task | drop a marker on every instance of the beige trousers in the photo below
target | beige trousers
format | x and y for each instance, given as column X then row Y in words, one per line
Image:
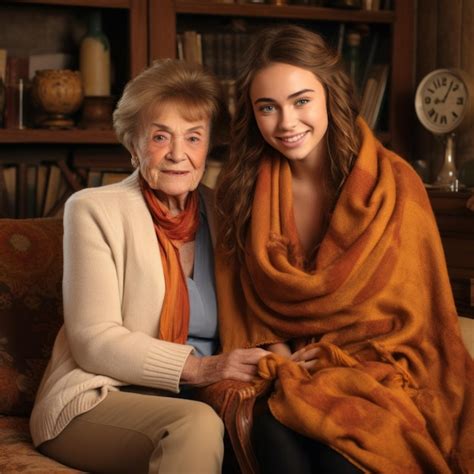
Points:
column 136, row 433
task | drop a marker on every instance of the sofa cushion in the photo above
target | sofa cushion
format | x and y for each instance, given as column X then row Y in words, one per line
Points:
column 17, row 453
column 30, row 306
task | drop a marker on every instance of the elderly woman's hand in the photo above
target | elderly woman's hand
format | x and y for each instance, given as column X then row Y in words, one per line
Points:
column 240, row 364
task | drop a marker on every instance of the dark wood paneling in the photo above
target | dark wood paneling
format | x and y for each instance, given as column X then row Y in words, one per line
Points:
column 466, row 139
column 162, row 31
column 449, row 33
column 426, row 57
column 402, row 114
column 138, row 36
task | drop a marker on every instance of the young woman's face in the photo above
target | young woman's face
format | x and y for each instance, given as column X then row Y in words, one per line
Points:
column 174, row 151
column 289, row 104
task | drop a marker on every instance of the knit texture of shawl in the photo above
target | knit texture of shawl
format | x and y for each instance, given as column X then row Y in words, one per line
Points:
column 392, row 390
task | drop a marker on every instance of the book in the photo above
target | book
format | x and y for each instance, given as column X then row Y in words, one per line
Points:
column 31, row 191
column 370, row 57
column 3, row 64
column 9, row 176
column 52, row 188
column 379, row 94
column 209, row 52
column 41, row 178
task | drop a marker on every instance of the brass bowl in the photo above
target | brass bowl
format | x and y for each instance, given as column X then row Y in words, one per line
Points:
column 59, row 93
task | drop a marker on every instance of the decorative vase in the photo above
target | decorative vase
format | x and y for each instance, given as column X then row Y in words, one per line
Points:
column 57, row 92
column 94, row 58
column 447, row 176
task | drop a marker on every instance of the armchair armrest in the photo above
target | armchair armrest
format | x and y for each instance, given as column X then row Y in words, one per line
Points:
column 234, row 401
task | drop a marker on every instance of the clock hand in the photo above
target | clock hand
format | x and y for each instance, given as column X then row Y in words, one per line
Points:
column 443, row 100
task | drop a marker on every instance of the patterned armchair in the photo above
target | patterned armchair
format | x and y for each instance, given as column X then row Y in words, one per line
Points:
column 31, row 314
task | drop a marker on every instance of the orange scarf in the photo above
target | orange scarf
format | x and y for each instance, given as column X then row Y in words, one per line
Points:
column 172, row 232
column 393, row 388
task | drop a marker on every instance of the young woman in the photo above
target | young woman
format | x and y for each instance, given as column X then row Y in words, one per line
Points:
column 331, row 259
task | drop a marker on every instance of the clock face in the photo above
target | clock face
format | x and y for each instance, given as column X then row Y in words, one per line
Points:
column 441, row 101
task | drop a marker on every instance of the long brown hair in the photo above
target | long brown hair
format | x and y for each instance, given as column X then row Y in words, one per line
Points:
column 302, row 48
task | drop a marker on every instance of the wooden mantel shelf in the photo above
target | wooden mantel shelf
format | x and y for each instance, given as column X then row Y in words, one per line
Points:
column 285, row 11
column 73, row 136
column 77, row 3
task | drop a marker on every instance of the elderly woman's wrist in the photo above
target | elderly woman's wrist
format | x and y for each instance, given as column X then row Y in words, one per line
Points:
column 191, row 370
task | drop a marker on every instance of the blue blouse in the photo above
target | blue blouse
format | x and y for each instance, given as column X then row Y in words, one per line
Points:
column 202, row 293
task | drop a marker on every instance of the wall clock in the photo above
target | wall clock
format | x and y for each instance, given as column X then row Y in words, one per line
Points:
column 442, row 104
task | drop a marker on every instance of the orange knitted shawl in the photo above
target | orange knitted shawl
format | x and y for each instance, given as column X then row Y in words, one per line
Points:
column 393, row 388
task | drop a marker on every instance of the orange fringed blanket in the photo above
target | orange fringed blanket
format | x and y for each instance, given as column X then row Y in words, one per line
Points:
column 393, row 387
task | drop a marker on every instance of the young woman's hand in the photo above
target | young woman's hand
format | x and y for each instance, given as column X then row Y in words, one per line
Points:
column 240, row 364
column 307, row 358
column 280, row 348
==
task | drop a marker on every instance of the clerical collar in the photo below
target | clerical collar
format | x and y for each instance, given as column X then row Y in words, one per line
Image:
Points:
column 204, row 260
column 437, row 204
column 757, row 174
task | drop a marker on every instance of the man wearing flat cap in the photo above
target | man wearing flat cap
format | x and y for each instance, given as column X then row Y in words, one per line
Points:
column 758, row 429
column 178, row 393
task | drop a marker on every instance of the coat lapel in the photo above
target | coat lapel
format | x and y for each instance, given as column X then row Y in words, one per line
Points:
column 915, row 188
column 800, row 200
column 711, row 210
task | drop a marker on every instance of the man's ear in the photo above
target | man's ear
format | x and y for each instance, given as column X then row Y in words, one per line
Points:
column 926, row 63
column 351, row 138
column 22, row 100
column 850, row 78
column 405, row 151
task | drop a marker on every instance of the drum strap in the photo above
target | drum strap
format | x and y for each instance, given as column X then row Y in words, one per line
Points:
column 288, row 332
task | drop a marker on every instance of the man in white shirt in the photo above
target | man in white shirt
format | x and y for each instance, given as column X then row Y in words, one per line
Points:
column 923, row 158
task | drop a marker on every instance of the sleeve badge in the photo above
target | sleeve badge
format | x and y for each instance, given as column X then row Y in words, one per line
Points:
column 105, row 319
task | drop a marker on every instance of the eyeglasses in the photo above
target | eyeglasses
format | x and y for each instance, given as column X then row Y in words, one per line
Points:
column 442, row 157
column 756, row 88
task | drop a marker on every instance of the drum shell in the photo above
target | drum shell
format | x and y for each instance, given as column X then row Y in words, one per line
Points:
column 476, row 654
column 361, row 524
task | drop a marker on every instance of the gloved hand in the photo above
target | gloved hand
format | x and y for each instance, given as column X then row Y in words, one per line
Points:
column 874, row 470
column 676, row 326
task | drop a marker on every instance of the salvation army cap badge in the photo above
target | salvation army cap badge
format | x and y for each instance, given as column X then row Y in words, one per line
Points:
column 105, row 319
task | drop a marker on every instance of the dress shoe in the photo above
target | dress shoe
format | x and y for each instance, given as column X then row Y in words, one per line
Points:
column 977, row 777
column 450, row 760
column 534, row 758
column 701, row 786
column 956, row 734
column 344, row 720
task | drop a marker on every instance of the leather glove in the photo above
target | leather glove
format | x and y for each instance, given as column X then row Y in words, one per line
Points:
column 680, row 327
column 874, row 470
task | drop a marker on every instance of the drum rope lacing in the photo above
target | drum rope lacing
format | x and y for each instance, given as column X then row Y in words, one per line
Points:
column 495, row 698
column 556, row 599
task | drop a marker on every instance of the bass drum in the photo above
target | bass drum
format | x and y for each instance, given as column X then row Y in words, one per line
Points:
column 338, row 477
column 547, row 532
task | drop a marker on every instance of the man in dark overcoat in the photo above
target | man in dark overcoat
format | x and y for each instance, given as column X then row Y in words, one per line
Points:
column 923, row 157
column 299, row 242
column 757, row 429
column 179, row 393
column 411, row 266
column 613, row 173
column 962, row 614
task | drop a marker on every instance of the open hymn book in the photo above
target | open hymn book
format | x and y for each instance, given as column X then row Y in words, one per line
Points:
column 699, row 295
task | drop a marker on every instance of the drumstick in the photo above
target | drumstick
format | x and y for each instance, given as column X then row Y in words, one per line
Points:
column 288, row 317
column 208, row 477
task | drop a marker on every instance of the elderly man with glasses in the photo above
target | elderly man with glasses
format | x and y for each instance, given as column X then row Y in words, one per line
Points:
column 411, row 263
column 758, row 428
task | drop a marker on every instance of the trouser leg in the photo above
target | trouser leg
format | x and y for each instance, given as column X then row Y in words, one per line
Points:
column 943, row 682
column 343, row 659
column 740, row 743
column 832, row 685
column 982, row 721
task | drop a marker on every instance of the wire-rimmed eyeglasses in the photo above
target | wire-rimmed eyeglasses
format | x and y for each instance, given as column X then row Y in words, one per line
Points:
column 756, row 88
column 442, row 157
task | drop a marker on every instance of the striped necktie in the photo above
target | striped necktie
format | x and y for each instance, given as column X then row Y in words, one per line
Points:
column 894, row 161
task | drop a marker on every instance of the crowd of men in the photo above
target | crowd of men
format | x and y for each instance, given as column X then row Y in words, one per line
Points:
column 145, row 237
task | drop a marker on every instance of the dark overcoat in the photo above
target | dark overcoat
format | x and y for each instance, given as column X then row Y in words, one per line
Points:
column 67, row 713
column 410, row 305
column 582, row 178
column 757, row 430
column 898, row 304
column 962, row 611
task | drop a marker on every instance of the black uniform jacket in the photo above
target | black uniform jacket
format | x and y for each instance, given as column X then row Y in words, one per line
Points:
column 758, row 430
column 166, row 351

Prompt →
Working through the entries line by line, count those containing "armrest" and report only the number.

Task answer →
2